19th century bicycling — Philadelphia to Lake George
Five members of the Penna Bicycle Club of Philadelphia made an overnight stop at the Rockwell House hotel in Glens Falls, having traveled all but 90 miles of the way on bicycles.
Their choice of sites to visit indicates they made have been executives.
“Yesterday afternoon the party visited the Glens Falls Paper Co.’s mills and other places of interest in this vicinity. They express themselves as delighted with Glens Falls and its surroundings,” The Morning Star of Glens Falls reported on July 11, 1890. “Today they will wheel to Lake George, where they will recreate for a few days before starting out on their homeward journey.”
In other stories of the 19th century bicycle craze collected from northern New York historic newspapers:
- “L.B. Baker and J.D. Hart of Mechanicville passed through Glens Falls yesterday en route for Lake George, where they will recreate for a few days,” The Morning Star reported on July 21, 1890. “They made the journey on bicycles, covering the distance from Mechanicville to this village in seven hours and twenty minutes.”

++++++++++++++++++++

● **STATED PROBLEM 1**:
Answer these from the bicycling article:
(a) At which hotel did the Penna Bicycle Club members stop overnight?
(b) On what date did The Morning Star report on L.B. Baker and J.D. Hart?
(c) How long did the ride from Mechanicville to Glens Falls take?
● **STATED PROBLEM 2**:
According to the bicycling article, why might the five club members have been executives? Explain in one to three sentences.
● **STATED PROBLEM 3**:
Turn the paragraph of the bicycling article that starts "“Yesterday afternoon the party visited" into a short list that keeps its main facts.
The listing that comes next is from a separate source and has no tie to the bicycling article.

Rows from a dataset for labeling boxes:

++++++++++++++++++++

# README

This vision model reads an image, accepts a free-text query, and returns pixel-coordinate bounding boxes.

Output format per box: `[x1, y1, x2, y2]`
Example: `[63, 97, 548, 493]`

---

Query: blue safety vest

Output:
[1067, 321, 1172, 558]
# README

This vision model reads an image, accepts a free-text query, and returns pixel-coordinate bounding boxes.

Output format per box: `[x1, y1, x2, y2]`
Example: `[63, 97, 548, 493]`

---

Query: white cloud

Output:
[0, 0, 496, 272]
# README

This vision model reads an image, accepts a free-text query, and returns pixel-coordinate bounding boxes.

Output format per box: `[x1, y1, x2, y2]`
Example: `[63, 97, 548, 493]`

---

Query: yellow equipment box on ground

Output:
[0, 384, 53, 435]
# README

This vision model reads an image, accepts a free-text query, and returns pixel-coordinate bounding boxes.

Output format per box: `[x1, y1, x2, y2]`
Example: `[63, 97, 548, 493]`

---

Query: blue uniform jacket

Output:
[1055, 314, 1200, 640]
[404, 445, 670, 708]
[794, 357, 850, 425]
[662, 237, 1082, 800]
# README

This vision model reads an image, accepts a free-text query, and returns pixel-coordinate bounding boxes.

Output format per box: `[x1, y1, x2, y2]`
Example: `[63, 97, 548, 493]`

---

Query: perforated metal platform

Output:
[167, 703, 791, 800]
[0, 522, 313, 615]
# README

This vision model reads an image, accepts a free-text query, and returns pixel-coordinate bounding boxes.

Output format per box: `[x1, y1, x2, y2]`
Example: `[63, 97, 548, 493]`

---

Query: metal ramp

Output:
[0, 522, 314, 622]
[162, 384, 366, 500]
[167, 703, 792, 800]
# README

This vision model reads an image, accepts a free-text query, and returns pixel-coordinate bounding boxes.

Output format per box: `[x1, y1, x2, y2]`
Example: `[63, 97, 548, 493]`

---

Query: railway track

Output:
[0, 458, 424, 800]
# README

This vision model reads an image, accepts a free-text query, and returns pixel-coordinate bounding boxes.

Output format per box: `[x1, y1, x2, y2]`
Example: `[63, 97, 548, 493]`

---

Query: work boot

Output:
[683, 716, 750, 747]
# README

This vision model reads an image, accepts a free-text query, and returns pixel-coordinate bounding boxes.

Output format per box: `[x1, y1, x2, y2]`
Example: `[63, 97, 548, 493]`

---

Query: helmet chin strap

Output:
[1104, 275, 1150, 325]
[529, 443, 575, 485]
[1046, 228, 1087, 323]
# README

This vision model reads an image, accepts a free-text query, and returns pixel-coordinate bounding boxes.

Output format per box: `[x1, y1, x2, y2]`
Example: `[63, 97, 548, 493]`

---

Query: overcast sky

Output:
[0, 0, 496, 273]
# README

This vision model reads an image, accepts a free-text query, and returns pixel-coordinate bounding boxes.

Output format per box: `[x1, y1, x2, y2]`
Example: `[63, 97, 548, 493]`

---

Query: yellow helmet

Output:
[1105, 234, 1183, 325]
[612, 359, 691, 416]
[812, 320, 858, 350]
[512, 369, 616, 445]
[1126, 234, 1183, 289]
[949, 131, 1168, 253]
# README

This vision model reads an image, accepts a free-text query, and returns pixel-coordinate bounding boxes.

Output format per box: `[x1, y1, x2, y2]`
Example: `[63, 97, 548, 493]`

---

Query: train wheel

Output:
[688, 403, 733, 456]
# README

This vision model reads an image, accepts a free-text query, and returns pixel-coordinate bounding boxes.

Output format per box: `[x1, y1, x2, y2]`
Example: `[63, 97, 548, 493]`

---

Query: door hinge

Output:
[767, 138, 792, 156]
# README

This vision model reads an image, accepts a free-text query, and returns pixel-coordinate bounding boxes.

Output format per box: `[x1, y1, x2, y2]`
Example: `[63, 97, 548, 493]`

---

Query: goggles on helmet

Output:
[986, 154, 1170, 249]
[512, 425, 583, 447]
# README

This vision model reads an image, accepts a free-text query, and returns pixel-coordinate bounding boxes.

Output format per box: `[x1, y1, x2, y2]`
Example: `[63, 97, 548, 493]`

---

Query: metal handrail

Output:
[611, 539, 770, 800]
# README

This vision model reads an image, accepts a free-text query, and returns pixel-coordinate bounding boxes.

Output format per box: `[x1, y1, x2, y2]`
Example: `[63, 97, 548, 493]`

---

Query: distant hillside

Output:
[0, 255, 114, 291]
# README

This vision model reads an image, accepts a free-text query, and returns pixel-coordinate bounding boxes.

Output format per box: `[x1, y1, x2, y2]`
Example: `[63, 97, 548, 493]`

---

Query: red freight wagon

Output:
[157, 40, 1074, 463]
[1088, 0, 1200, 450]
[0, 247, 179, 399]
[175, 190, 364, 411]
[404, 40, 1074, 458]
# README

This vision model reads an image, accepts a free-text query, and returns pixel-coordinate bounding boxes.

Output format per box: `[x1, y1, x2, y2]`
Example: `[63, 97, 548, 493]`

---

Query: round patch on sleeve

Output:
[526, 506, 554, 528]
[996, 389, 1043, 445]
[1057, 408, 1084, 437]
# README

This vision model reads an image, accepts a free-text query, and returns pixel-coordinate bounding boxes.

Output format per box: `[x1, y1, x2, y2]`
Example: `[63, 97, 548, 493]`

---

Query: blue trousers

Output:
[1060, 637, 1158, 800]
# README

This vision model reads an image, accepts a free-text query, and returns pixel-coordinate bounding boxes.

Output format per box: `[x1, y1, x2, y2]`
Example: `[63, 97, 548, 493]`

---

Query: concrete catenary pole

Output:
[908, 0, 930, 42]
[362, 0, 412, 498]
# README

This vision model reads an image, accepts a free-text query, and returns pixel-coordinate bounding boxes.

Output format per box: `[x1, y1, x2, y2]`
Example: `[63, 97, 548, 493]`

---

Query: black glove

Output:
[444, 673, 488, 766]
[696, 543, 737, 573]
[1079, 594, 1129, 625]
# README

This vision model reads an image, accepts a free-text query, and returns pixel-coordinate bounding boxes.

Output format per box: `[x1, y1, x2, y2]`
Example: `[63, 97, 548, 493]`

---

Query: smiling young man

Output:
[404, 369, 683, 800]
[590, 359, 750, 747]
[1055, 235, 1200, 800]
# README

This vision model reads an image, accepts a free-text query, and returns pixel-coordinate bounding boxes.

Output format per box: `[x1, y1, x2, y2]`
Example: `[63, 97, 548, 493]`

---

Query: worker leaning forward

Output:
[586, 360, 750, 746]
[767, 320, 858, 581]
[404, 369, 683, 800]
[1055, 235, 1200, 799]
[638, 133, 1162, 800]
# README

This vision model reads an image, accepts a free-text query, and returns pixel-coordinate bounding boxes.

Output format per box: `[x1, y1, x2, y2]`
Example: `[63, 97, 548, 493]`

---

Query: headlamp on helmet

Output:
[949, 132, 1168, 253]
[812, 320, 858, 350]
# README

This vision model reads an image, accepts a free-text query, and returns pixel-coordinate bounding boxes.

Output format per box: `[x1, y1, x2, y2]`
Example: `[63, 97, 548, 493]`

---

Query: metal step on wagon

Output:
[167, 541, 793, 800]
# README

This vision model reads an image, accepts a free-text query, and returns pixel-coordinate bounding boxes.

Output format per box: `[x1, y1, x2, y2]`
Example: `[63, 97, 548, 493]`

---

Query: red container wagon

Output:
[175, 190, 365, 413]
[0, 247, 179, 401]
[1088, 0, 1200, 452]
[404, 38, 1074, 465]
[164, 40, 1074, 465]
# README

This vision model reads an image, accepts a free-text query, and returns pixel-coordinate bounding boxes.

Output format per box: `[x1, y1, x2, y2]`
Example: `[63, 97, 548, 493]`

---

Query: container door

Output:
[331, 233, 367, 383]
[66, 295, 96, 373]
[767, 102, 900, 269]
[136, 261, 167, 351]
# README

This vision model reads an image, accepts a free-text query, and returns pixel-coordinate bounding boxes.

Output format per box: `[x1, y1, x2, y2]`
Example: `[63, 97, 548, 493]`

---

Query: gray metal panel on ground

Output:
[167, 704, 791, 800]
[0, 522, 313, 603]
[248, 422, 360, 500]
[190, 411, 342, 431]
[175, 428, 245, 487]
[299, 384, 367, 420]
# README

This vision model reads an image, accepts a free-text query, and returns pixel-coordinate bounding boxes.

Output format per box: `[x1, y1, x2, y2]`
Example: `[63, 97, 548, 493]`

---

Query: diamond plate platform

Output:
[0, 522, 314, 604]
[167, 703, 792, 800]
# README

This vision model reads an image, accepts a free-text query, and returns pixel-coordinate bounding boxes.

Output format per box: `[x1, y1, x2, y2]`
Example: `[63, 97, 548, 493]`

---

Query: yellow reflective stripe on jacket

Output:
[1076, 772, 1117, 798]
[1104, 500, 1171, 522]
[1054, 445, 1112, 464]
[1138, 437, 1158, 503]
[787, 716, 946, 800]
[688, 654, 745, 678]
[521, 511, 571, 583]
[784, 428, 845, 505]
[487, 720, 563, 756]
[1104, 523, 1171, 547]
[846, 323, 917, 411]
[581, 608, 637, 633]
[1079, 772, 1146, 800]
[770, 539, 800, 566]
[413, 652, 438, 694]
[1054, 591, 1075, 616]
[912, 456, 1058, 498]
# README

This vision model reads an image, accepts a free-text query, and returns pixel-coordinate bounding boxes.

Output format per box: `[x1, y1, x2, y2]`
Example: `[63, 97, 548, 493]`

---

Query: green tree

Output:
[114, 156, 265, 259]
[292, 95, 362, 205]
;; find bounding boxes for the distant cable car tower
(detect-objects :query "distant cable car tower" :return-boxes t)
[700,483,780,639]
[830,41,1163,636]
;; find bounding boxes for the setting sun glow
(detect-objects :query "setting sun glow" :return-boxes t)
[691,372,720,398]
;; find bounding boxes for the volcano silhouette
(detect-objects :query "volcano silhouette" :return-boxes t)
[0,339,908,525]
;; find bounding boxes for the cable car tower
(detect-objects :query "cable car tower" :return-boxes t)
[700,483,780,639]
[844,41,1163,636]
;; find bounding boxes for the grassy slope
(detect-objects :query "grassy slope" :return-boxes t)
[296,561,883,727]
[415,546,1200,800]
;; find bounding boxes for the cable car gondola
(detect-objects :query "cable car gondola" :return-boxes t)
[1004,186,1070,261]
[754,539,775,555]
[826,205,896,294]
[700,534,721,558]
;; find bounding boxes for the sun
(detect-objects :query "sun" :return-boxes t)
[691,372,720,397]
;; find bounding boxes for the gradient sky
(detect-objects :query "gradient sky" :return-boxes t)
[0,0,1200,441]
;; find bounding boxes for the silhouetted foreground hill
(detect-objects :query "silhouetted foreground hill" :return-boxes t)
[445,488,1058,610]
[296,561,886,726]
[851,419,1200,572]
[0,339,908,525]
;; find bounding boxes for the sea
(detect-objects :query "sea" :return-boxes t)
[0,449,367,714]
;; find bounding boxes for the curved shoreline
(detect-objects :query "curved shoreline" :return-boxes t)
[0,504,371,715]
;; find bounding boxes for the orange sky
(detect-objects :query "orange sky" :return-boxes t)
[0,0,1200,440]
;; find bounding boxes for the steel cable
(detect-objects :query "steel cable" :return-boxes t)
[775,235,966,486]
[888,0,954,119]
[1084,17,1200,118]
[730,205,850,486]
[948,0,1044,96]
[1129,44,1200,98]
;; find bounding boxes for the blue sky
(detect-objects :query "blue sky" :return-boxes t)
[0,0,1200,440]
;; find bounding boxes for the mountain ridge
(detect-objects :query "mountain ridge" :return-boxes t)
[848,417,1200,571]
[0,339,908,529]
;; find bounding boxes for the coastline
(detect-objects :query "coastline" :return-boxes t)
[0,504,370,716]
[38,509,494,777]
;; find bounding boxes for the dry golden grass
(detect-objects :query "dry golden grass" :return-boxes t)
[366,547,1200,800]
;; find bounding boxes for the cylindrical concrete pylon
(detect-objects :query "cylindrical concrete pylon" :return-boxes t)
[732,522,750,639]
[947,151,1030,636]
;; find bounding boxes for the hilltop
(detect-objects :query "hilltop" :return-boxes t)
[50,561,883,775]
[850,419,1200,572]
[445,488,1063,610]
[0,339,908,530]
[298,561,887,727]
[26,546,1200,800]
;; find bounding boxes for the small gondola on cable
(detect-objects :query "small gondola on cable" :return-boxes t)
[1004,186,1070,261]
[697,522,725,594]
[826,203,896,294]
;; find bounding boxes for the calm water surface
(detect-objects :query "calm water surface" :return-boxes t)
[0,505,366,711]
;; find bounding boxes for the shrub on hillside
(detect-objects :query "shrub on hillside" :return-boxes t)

++++++++++++++++++++

● **OUTPUT 1**:
(a) The Rockwell House hotel in Glens Falls.
(b) July 21, 1890.
(c) Seven hours and twenty minutes.

● **OUTPUT 2**:
The article bases this guess on the places they chose to visit. In Glens Falls they toured the Glens Falls Paper Co.'s mills and other places of interest nearby.

● **OUTPUT 3**:
- Source: The Morning Star of Glens Falls, July 11, 1890
- The afternoon before, the group visited the Glens Falls Paper Co.'s mills and other local sights.
- They said they were delighted with Glens Falls and its surroundings.
- Next, they planned to ride to Lake George and relax there for a few days.
- After that, they would start their trip home.